_EXERCISE_: Reproduce the records word for word, starting at the line that contains "Each instance receives one keypoint. Mark the man's hair" and stopping after the final line of the records.

++++++++++

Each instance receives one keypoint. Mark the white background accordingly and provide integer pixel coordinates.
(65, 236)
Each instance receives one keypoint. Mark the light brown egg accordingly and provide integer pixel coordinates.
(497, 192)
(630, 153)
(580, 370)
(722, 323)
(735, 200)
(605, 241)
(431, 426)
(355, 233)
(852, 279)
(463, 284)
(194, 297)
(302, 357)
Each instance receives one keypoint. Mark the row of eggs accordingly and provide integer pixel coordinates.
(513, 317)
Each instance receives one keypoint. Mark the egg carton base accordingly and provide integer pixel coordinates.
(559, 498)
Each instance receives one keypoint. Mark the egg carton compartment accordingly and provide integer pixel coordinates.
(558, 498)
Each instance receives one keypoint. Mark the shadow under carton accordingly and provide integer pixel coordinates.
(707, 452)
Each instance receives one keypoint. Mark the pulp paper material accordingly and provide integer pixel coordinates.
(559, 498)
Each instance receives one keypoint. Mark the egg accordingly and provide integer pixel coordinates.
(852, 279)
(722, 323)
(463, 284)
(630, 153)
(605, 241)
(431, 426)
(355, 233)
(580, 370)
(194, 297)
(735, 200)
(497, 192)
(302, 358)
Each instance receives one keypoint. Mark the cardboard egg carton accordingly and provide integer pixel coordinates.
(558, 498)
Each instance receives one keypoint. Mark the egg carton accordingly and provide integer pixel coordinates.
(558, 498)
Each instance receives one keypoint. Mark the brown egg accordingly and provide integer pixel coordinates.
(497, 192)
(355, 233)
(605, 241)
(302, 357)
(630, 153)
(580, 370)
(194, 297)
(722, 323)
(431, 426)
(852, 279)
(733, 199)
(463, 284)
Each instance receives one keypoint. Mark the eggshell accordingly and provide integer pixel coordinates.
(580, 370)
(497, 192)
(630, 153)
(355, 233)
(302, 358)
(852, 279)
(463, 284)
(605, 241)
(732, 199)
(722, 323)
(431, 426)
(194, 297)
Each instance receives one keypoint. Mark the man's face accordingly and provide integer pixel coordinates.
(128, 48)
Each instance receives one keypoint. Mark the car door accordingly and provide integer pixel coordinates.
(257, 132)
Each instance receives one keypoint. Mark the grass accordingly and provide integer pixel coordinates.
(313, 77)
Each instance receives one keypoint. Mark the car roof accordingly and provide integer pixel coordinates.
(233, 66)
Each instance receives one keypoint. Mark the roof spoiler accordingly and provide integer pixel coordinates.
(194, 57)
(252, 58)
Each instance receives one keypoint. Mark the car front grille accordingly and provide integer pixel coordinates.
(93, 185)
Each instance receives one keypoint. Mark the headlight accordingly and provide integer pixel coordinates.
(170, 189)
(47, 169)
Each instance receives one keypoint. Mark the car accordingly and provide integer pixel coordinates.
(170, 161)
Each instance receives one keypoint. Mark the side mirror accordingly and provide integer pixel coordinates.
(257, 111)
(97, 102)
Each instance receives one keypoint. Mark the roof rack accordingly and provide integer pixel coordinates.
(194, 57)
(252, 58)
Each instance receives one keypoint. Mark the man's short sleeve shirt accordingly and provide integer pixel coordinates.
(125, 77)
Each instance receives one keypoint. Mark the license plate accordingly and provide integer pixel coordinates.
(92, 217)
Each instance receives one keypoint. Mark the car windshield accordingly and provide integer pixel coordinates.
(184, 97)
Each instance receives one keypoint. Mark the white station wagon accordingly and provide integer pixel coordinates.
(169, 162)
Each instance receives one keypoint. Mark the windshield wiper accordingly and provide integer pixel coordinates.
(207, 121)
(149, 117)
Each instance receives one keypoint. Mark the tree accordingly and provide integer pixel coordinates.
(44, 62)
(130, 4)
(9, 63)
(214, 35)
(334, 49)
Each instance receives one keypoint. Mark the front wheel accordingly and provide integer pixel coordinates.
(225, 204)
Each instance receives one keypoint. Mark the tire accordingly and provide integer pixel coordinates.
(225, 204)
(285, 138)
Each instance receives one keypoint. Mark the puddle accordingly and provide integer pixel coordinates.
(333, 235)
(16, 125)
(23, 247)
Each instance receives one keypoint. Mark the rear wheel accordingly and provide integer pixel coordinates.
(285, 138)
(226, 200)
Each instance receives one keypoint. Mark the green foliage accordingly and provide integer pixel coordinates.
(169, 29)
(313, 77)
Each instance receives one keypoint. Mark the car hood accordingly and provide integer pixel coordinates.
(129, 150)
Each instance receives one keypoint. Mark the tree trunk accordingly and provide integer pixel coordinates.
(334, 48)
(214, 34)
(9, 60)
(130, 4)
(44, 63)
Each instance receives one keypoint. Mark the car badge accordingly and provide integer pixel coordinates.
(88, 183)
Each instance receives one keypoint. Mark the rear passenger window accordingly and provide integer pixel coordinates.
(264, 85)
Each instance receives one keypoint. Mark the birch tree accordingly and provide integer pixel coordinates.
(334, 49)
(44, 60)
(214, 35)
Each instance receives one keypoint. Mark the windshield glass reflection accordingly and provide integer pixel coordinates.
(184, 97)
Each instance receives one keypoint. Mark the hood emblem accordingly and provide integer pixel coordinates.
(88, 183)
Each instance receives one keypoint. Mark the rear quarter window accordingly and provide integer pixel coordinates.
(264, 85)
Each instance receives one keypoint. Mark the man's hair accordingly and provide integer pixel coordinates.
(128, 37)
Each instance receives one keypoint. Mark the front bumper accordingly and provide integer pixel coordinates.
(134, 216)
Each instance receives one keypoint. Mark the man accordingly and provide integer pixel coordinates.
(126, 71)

++++++++++

_REPLY_:
Each instance receives one keypoint. Mark the man's hair accordingly and provide integer pixel coordinates.
(128, 37)
Each instance receives one keypoint. Mark the front bumper accordingly and provide integer pixel coordinates.
(134, 216)
Each instance receives one keypoint. Mark the man accordingly and provide integer pixel coordinates.
(126, 71)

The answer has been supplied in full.